[Location annotation dataset excerpts]
--

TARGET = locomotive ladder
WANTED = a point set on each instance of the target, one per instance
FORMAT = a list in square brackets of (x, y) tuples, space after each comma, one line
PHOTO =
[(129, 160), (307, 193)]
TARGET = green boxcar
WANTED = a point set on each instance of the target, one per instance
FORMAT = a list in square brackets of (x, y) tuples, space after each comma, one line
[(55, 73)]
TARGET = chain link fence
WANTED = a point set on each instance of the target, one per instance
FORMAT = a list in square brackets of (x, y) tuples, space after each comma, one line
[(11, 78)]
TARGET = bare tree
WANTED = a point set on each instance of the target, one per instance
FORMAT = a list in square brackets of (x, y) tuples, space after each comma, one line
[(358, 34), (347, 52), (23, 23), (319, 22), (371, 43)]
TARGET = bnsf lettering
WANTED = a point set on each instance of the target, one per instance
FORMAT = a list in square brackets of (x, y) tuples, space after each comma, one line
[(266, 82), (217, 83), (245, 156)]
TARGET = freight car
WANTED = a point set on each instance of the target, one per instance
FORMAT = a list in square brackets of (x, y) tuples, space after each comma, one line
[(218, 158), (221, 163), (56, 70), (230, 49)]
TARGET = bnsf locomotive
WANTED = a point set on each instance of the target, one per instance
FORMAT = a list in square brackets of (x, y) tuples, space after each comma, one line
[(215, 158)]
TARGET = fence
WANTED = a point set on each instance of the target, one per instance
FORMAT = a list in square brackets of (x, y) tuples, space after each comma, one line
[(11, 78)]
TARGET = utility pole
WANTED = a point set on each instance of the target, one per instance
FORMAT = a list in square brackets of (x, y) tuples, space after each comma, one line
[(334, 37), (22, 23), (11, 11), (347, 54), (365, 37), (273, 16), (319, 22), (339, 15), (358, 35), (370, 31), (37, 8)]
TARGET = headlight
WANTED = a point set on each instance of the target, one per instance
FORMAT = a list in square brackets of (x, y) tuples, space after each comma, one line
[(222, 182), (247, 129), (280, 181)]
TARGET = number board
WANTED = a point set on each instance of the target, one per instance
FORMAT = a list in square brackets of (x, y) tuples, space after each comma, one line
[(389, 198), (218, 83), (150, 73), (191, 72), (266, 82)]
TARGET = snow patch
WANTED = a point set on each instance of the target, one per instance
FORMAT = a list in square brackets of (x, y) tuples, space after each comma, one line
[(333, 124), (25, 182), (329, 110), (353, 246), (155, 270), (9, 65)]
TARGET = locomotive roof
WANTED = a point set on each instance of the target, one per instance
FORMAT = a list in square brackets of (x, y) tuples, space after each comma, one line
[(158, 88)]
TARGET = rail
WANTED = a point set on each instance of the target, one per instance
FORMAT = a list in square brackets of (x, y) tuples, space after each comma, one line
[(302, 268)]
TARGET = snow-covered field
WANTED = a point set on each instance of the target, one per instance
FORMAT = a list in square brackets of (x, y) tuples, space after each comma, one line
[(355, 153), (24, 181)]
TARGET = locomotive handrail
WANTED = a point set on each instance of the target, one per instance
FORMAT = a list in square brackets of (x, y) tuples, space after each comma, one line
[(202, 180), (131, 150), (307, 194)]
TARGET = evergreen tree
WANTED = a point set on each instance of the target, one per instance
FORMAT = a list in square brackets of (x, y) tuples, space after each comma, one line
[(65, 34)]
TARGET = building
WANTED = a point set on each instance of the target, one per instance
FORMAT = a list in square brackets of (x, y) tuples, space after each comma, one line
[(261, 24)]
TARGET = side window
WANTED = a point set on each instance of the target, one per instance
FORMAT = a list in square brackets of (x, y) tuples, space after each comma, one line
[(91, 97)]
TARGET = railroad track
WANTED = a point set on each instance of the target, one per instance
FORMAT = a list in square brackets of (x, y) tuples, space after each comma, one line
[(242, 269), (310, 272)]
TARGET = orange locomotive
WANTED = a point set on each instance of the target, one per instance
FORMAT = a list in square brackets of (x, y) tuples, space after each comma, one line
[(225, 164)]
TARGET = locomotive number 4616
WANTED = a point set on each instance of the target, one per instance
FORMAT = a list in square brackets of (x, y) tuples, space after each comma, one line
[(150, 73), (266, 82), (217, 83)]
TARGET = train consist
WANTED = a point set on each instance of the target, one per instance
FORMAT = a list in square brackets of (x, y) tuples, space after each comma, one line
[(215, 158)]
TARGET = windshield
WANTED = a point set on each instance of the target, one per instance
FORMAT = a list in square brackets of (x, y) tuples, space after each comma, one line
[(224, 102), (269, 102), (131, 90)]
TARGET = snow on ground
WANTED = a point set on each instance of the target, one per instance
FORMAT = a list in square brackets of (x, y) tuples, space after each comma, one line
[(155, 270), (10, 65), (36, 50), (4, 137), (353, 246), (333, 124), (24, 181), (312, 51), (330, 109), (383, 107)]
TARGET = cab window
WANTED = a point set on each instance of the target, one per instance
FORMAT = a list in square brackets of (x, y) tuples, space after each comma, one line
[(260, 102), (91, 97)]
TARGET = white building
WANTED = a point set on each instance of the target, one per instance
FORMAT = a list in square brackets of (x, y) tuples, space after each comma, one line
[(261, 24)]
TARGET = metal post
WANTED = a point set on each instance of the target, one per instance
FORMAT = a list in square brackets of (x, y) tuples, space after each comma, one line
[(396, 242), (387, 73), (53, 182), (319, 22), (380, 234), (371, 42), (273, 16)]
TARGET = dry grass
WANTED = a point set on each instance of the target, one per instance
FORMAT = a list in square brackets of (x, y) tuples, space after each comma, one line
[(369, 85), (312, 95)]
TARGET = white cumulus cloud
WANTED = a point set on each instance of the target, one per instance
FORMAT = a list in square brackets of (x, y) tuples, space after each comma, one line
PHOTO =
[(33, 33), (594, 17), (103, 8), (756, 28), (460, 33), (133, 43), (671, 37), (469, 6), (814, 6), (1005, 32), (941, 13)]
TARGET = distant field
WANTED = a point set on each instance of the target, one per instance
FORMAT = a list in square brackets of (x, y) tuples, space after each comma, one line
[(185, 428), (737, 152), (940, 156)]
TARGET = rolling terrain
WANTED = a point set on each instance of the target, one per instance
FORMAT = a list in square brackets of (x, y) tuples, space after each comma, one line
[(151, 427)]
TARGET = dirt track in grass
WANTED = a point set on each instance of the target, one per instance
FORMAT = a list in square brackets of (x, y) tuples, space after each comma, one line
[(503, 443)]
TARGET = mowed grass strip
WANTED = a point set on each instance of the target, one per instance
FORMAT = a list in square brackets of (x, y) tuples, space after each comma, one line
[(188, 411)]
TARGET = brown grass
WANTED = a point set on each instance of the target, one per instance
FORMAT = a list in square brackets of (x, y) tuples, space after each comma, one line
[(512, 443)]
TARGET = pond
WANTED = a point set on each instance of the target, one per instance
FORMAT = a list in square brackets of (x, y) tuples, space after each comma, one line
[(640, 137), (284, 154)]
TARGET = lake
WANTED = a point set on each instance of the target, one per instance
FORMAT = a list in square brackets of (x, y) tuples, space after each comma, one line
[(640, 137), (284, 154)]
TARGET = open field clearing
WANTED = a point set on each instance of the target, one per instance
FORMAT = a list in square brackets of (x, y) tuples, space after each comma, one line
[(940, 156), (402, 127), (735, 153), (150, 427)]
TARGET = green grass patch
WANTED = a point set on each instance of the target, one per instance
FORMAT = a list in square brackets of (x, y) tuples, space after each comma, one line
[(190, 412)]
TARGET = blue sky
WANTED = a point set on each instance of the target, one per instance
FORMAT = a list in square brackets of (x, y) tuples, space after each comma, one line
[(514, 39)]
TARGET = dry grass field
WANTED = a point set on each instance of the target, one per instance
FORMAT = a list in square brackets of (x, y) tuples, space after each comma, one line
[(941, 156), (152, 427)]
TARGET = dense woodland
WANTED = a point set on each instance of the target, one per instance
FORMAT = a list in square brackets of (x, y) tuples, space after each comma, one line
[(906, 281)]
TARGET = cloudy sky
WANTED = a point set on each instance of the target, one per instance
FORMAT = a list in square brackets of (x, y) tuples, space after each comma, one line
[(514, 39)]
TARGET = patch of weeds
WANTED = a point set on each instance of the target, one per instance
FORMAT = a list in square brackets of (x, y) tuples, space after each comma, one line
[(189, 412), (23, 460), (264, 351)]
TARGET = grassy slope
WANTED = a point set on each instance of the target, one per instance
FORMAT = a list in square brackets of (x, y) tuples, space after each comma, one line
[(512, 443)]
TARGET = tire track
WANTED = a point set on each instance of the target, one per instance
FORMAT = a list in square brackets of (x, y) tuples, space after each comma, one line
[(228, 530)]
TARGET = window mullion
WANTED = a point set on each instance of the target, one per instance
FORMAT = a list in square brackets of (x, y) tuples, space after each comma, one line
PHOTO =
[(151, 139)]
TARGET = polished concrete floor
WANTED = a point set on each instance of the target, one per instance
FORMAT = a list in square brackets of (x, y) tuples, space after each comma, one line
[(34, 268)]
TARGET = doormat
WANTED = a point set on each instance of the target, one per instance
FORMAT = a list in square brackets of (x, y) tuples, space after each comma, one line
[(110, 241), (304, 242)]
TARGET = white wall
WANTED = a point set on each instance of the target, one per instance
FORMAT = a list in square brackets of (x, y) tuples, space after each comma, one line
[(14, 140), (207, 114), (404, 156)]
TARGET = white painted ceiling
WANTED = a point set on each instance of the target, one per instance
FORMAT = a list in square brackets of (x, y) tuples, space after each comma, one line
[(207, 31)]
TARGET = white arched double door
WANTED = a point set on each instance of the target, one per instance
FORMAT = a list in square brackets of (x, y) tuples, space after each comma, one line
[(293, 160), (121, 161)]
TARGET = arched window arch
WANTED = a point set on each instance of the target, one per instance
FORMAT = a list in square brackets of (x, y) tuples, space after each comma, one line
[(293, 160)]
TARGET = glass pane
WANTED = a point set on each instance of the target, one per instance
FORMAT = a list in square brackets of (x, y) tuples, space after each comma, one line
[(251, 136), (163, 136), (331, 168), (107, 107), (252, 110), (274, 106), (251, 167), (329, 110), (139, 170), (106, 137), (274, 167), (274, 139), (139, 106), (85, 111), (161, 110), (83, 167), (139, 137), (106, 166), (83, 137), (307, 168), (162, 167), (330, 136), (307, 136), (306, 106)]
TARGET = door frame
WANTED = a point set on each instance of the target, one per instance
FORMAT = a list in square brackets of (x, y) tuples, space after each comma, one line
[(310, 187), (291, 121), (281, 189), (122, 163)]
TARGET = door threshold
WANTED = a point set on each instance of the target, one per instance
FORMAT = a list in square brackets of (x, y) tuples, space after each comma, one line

--

→ **What you are asked to do**
Find the line with "TARGET = white wall" in the listing above, then write out that line and each remaining line exactly, with no other text.

→ **Task answer**
TARGET = white wall
WANTED = a point set on each instance of the target, one per instance
FORMAT = a list in square brackets of (x, y) tuples, space after each comma, one line
[(14, 140), (207, 114), (404, 156)]
TARGET = white painted ceiling
WANTED = a point set on each instance of the target, one per instance
FORMAT = a list in square brackets of (x, y) tuples, space after each comma, one line
[(207, 31)]
TARGET = white arched double door
WANTED = a point set on each instance of the target, one per instance
FORMAT = a list in square brackets of (x, y) tuples, space after each comma, one line
[(293, 160), (121, 161)]
TARGET = arched window arch
WANTED = a point set on each instance of the target, one per instance
FORMAT = a list in square brackets of (x, y) tuples, space after each comma, one line
[(293, 160)]
TARGET = glass pane
WANTED = a point set on each instance of the target, one per instance
FORMAT = a list in square brackets of (x, y) tuples, space after each comma, one line
[(251, 136), (163, 136), (331, 168), (107, 107), (252, 110), (274, 106), (251, 167), (329, 110), (139, 170), (106, 137), (274, 167), (274, 139), (139, 106), (85, 111), (161, 110), (83, 167), (139, 137), (106, 166), (83, 137), (307, 168), (162, 167), (330, 136), (307, 136), (306, 106)]
TARGET = door frame
WANTED = a point set on each instance of the target, one per instance
FORMAT = a list in square brackets of (x, y) tuples, space after each comma, one line
[(310, 187), (291, 121), (281, 189), (122, 163)]
TARGET = door threshold
WANTED = a point set on each instance of the target, one per instance
FORMAT = a list in square brackets of (x, y) tuples, space after each comma, one line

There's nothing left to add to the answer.